*Instructions for the task*
Swap "Place one point" for "Mark a single point" throughout the items below and write all of them out again with nothing else changed. Leave the pictures out of your answer.

*Raw records*
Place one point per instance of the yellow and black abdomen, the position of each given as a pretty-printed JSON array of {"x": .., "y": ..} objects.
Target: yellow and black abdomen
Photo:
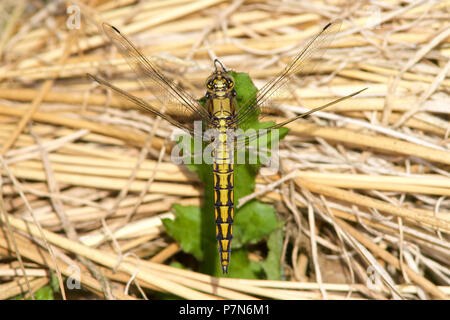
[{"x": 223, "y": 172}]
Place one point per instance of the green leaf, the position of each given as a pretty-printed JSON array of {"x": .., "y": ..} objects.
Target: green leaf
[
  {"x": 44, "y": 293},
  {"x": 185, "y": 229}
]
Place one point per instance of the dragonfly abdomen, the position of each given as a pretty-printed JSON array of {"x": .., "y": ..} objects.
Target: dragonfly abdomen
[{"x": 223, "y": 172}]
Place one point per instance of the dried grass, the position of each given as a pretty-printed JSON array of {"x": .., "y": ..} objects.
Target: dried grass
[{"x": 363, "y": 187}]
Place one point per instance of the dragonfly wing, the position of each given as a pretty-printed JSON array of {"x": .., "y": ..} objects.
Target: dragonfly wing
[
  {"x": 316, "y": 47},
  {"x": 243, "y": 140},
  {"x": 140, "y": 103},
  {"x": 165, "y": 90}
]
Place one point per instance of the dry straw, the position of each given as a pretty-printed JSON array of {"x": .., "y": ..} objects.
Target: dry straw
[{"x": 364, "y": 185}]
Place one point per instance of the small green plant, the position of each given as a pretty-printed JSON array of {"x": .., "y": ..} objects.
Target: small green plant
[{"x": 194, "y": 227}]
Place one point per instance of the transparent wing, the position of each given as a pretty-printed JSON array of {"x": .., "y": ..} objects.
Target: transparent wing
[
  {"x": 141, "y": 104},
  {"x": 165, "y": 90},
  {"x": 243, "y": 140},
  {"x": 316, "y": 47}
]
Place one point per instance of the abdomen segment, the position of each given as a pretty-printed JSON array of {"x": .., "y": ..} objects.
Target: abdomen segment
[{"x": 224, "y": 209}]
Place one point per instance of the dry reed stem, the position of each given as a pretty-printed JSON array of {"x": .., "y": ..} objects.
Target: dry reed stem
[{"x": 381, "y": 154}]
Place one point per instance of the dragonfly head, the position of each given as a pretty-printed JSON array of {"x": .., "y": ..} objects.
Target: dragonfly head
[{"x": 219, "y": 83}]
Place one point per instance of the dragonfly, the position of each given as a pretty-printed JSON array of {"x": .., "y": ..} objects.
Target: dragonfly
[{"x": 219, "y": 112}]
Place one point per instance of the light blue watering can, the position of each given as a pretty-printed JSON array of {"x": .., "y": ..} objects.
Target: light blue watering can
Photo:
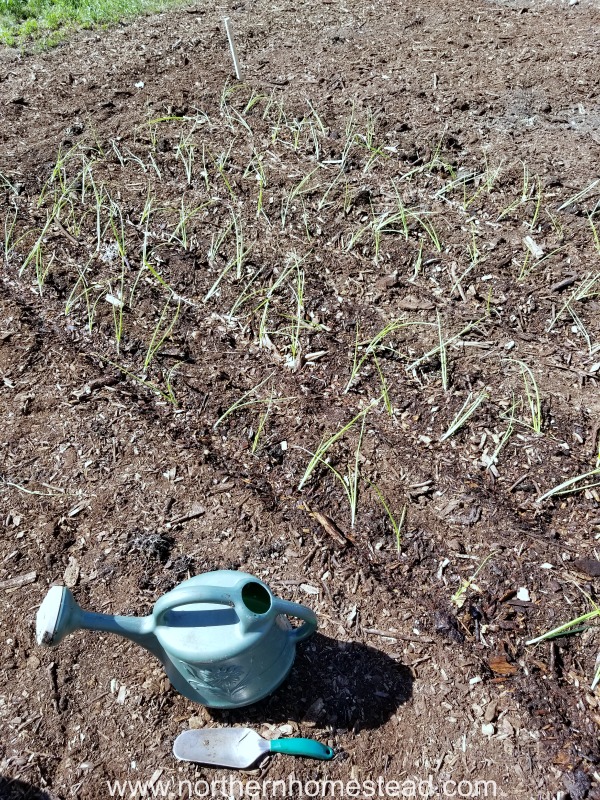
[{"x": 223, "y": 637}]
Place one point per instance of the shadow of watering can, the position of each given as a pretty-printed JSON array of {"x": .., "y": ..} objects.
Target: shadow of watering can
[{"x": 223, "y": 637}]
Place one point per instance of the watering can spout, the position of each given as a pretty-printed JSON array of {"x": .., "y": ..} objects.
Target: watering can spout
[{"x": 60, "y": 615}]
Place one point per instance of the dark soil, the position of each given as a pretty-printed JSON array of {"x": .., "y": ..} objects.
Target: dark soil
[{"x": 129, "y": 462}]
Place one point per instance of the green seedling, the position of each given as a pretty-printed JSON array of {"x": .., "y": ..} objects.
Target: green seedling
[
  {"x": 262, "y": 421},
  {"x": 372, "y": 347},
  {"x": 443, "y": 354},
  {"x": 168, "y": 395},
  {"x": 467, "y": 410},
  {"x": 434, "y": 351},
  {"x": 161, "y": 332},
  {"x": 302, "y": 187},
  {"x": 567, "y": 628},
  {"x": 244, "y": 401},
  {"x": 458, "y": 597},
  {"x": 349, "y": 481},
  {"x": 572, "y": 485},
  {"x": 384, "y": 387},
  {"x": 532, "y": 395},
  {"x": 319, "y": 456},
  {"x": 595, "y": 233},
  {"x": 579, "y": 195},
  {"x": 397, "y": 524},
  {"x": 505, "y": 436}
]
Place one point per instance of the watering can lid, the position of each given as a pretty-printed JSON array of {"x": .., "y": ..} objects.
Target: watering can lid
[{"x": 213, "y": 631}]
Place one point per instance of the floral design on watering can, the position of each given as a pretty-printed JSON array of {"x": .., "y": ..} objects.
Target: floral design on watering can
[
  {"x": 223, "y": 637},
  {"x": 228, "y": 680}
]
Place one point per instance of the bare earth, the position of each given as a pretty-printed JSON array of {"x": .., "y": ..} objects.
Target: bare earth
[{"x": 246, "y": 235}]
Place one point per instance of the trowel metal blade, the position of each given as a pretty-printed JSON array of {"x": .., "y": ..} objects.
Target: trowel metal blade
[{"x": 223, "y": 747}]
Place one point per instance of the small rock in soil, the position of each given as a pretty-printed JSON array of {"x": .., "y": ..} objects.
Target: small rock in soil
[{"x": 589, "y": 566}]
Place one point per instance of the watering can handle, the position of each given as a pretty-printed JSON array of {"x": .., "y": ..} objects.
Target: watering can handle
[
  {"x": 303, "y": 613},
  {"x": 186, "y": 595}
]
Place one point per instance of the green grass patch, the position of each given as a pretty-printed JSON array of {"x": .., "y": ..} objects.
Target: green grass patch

*Right answer*
Mark a single point per instance of the yellow and black abdomen, the position of each given as a pretty-printed JSON array of {"x": .., "y": ..} objects.
Target: yellow and black abdomen
Photo:
[{"x": 223, "y": 172}]
Mark a single point per instance of the green leaf, the position of each given as a pretty-printed JSON array of {"x": .., "y": ..} objects.
Target: green leaf
[
  {"x": 44, "y": 293},
  {"x": 185, "y": 229}
]
Mark a single point per instance of the dragonfly abdomen, the position of each given as a pretty-printed JSON array of {"x": .., "y": ..} objects.
Target: dragonfly abdomen
[{"x": 223, "y": 172}]
Mark a single point per instance of the dried grass, the position of each given as a pretty-printed JSON array of {"x": .., "y": ..} objects.
Target: dried grass
[{"x": 363, "y": 187}]
Mark a single point per instance of the dragonfly wing, the position of each given as a pretty-printed JSON array of {"x": .., "y": ..} objects.
Target: dragonfly wing
[
  {"x": 316, "y": 47},
  {"x": 243, "y": 140},
  {"x": 140, "y": 103},
  {"x": 165, "y": 90}
]
Mark a single point per instance of the dry straw, the position of each given as a pretty-printed JSON array of {"x": .., "y": ..} objects.
Target: dry straw
[{"x": 364, "y": 185}]
Mark a single point per instance of the small green plant, the position of each given as a pretty-printed JSON array of {"x": .., "y": ..} objects.
Target: small green plant
[{"x": 194, "y": 227}]
Mark a single point per instance of the transparent wing, the position of each given as a pretty-printed JSON array of {"x": .., "y": ..} objects.
Target: transparent wing
[
  {"x": 141, "y": 104},
  {"x": 165, "y": 90},
  {"x": 243, "y": 140},
  {"x": 316, "y": 47}
]
Mark a single point per instance of the abdomen segment, the position of each given as a pretty-printed JSON array of {"x": .., "y": ..} objects.
Target: abdomen segment
[{"x": 224, "y": 209}]
Mark a single point per instance of the dry reed stem, the position of each given as a pretty-printed JSON array of {"x": .., "y": ..} objects.
Target: dry reed stem
[{"x": 381, "y": 154}]
Mark a single point per instance of the dragonfly head, the position of each given as a pretty-printed JSON array of {"x": .., "y": ..} objects.
Target: dragonfly head
[{"x": 219, "y": 83}]
Mark a single point per instance of the dragonfly, the position of each given as a pretty-printed JSON array of {"x": .., "y": ..} objects.
Target: dragonfly
[{"x": 219, "y": 112}]
Mark a single point per instance of the light blue watering can, the position of each given as a pretty-printed JSON array of {"x": .., "y": ..} objects.
Target: light blue watering can
Photo:
[{"x": 223, "y": 637}]
Mark a single point per instance of the shadow of watering can, the position of each given as a pretty-printed JSON array of {"x": .., "y": ..} objects.
Target: shadow of watering can
[{"x": 223, "y": 637}]
Mark a single point per instance of the watering can spout, the position of each given as a pretty-printed JSON array of {"x": .., "y": ..} objects.
Target: watering can spout
[{"x": 60, "y": 615}]
Mark a single point per instance of the dark soil, the position of each given as a pretty-printed JSON array of {"x": .., "y": ..} objects.
Target: dark soil
[{"x": 129, "y": 462}]
Mark a single point per instance of the green seedling, the position of each given as a pretty-printed JSON array of {"x": .., "y": ..} objects.
Target: green seedling
[
  {"x": 262, "y": 421},
  {"x": 372, "y": 347},
  {"x": 443, "y": 354},
  {"x": 168, "y": 395},
  {"x": 467, "y": 410},
  {"x": 434, "y": 351},
  {"x": 161, "y": 332},
  {"x": 302, "y": 187},
  {"x": 567, "y": 628},
  {"x": 244, "y": 401},
  {"x": 458, "y": 597},
  {"x": 349, "y": 481},
  {"x": 572, "y": 485},
  {"x": 384, "y": 387},
  {"x": 532, "y": 395},
  {"x": 319, "y": 456},
  {"x": 595, "y": 233},
  {"x": 579, "y": 195},
  {"x": 397, "y": 524},
  {"x": 505, "y": 436}
]
Mark a single point per instance of the watering can lid, the position of each given as a pretty-printed JSON array of {"x": .., "y": ..} objects.
Target: watering can lid
[{"x": 213, "y": 631}]
Mark a single point per instance of the floral design on watering can, the position of each given as a pretty-printed JSON array of {"x": .., "y": ..} objects.
Target: floral design on watering can
[
  {"x": 223, "y": 637},
  {"x": 228, "y": 680}
]
Mark a single point per instance of the bare earth, the position of each given as a pretty-printed JSON array of {"x": .., "y": ..} objects.
Target: bare earth
[{"x": 246, "y": 235}]
Mark a single point per instance of the trowel metal blade, the position of each given as a pretty-printed JSON array of {"x": .., "y": ..} objects.
Target: trowel metal blade
[{"x": 223, "y": 747}]
Mark a single point per instance of the small rock in soil, the position of each given as a pretty-printed JSON array of {"x": .., "y": ..} objects.
Target: small rock in soil
[{"x": 589, "y": 566}]
Mark a single point per instance of the watering can handle, the position of each given as a pretty-printed JSON array of {"x": .., "y": ..} objects.
Target: watering can handle
[
  {"x": 303, "y": 613},
  {"x": 186, "y": 595}
]
Mark a single point per instance of the green grass patch, the position of each given as a pretty-printed JSON array of {"x": .., "y": ..} objects.
Target: green grass patch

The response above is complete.